• **Passage**
Segment Open

Now... it's not that I'm never afraid. Of course there are things I fear. But my life isn't built around fear anymore. It's built around hope and around achieving the things that I desire for myself. It's not about "What bad things will happen if I do this?" so much as "What good could come of this?" In fact, there are days when I relish being able to stand up to an old Mormon fear. I don't drink Coke or coffee (I think I'll blog about that later) but I wear tank tops, I have sex with my fiance and, wild woman that I am, I drink tea!

I don't know if I'll ever have kids, but if I do, they will not be raised to fear everything that doesn't have a Mormon stamp of approval on it. They will not be raised in the swamp of fear that I grew up in. It shouldn't take courage to drink soda, for heaven's sake.

I wonder... the next generation of Exmo's... will flip-flops be on the list of things they feared? And how stupid is that?

Wednesday, July 28, 2010

Obligatory First Post

When I was eighteen years old, I had a second piercing put into my right earlobe. It was nothing extreme; it wasn't even gauged. I just liked the slight unevenness of it. Nobody thought much of it; indeed, my mother already had an extra piercing in each of her earlobes.

When I was twenty-one years old, I went to a broadcast for youth and young adults, to hear the Mormon prophet Gordon B Hinckley speak. Up until that day, I hadn't been particularly happy to be a member of the Mormon church, but neither had I felt disturbed to be so. It was all I knew. The questions were there, but they were infant ideas. They had not yet grown words.

Segment Closed

• **Provided data**
Segment Open

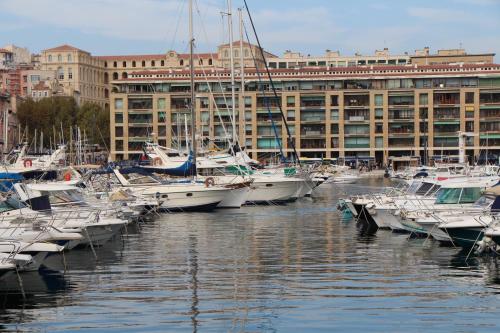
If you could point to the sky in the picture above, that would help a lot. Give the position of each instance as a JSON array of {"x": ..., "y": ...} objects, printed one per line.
[{"x": 113, "y": 27}]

Segment Closed

• **Set of tasks**
- A) In the blog text about leaving Mormon fear, can you rewrite the paragraph beginning "I don't know if I'll ever have kids" as a shorter version that keeps its main points?
- B) In the blog text about leaving Mormon fear, how old was the writer when the second piercing was put into the right earlobe?
- C) Can you continue the blog text about leaving Mormon fear, picking up right after "They had not yet grown words."?
The material has no role in this work.

• **Task-by-task answers**
- A) The writer may never have children. If they do, they won't be raised to fear everything the Mormon church hasn't approved, or in the fear the writer grew up with. Drinking soda shouldn't take courage.

- B) Eighteen years old.

- C)
I remember only one piece of counsel from that broadcast: that women should have only one earring per ear. One modest earring, whatever that meant. And there I sat, with my ears totaling two and my earrings totaling three. I had just been given a direct order from, as far as I knew, the Prophet of God. I had thought, in such a situation, that my course of action would be obvious. But sitting there in that stuffy chapel on that butt-numbing bench, with the Prophet's face ten feet tall before me, I knew that I was not going to obey.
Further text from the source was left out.